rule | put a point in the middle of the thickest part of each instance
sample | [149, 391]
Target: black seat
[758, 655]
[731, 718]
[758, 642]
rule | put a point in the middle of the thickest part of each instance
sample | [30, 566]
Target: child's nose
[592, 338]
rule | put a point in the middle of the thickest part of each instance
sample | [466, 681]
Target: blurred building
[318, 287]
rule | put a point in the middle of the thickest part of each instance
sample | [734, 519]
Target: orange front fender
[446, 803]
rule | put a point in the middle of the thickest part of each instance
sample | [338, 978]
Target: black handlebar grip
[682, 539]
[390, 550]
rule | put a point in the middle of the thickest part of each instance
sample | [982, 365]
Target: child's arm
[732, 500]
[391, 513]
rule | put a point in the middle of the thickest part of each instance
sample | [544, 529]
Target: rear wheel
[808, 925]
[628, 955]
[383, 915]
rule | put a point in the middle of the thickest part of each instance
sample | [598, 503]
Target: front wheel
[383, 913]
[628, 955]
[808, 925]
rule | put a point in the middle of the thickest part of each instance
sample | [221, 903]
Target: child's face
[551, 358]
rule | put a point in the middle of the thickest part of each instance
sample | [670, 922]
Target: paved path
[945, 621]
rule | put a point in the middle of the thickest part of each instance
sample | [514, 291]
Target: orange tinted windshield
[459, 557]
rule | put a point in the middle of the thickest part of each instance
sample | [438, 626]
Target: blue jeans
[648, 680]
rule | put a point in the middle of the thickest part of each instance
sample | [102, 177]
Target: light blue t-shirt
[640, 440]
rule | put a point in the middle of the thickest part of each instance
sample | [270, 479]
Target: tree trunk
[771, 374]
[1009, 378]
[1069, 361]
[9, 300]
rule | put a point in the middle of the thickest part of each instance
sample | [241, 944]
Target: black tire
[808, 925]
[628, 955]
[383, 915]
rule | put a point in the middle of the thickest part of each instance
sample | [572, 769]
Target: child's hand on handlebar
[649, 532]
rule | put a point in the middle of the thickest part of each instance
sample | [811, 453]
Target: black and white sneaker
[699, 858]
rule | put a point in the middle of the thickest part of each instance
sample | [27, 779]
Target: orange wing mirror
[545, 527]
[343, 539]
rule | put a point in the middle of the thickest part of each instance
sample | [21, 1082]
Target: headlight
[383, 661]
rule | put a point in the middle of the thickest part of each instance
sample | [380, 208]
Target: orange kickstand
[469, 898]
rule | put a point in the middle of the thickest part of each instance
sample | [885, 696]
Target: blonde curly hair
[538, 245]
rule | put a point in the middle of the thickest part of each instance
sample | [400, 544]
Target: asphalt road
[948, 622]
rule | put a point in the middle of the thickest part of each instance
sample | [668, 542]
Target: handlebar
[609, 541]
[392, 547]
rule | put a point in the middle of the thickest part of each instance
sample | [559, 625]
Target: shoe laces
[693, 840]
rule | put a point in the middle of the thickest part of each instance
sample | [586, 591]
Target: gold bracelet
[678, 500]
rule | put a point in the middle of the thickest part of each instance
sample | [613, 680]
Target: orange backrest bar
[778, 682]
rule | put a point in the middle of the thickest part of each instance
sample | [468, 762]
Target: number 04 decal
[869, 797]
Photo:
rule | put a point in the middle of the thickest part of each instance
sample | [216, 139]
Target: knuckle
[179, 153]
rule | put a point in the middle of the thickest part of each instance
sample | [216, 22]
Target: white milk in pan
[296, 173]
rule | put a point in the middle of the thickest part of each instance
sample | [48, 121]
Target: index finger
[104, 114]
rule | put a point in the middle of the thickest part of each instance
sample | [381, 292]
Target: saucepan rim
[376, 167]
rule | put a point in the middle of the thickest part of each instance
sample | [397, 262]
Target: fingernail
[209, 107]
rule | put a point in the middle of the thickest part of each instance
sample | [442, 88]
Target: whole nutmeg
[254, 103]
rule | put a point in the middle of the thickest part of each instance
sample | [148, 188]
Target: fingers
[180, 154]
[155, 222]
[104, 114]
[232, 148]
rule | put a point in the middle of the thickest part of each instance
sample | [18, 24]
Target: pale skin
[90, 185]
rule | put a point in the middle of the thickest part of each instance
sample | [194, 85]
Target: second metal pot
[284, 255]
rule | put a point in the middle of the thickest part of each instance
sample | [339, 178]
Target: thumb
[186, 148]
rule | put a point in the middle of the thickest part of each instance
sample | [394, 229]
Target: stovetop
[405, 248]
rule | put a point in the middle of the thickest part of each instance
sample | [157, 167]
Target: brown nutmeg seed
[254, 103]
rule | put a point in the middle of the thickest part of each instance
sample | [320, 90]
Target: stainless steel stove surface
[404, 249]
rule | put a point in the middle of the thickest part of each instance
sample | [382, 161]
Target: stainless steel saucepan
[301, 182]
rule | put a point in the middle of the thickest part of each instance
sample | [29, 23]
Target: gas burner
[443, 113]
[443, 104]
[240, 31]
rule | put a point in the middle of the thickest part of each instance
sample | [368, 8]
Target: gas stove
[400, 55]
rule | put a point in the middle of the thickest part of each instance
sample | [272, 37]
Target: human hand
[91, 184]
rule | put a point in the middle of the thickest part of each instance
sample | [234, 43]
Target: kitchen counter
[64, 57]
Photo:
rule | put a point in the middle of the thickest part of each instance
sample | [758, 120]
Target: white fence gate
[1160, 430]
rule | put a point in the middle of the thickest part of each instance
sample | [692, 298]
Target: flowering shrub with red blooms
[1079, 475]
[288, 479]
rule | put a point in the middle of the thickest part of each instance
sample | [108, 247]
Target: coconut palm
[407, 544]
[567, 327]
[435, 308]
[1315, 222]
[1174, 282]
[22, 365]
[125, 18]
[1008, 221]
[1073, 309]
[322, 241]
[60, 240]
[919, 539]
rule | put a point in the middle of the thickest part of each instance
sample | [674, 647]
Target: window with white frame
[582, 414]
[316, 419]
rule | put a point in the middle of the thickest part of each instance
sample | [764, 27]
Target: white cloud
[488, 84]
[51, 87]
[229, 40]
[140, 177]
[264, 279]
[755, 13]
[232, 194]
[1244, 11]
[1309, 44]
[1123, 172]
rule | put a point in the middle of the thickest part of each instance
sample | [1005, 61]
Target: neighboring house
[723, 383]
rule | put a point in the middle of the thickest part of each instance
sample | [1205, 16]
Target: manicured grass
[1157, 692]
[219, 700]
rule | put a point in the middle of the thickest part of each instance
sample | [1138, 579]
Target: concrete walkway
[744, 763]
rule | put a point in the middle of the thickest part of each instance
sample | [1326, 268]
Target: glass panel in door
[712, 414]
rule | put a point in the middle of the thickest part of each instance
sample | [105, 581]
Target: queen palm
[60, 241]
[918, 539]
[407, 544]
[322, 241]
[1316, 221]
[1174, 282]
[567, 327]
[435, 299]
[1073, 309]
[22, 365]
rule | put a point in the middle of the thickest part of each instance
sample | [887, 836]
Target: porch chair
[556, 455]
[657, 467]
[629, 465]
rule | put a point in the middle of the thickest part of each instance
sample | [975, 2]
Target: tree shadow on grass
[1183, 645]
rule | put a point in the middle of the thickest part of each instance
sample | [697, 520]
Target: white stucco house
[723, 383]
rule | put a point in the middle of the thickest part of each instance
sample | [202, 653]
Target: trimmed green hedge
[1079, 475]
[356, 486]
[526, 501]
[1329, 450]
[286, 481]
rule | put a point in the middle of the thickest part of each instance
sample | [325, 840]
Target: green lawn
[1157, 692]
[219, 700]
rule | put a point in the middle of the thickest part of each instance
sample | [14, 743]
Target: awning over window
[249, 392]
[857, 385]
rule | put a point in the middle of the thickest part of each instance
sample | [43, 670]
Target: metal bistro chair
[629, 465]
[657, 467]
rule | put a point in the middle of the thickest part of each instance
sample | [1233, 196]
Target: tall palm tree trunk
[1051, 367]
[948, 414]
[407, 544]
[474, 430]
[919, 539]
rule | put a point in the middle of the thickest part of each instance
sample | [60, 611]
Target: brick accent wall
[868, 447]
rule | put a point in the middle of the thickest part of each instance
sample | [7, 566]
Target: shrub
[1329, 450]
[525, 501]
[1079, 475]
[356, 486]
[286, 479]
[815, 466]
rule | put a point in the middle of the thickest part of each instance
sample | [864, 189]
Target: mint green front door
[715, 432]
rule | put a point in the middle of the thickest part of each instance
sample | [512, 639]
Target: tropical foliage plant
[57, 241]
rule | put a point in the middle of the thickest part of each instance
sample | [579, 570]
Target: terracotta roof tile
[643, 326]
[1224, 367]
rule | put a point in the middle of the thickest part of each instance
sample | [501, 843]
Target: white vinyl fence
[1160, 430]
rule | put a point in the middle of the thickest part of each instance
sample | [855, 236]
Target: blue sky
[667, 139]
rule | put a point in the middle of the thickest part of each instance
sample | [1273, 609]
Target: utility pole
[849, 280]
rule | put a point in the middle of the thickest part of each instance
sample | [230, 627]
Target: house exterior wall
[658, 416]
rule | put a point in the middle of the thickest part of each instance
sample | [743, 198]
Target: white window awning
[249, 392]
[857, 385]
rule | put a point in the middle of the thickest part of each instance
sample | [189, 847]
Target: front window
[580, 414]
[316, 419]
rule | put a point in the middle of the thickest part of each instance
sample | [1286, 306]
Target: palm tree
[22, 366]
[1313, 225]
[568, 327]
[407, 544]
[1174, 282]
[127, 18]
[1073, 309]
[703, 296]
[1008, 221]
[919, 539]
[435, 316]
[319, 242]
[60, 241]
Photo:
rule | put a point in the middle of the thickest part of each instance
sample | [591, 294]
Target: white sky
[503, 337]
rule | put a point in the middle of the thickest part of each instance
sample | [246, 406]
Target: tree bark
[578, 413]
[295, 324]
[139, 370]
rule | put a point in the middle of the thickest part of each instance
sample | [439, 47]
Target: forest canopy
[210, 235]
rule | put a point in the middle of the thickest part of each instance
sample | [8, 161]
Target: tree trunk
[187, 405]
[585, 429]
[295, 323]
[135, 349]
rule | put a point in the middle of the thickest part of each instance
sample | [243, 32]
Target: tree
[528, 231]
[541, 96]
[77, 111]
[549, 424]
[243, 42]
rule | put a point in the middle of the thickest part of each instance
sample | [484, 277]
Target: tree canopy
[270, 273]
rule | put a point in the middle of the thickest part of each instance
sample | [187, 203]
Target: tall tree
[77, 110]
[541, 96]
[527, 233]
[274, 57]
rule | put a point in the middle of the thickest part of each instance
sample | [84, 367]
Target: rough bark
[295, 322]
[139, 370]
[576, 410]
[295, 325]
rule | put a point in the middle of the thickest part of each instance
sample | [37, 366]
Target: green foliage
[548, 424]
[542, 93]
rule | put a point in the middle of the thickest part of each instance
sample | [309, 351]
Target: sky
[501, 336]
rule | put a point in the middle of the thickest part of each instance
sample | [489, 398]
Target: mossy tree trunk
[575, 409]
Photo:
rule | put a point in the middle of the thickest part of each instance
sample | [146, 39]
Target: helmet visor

▶ **EXERCISE DIRECTIONS**
Return every line above that contains the string "foliage", copying each one in full.

▶ **RESPONSE FOR THIS EXERCISE**
Target: tropical foliage plant
Target: green foliage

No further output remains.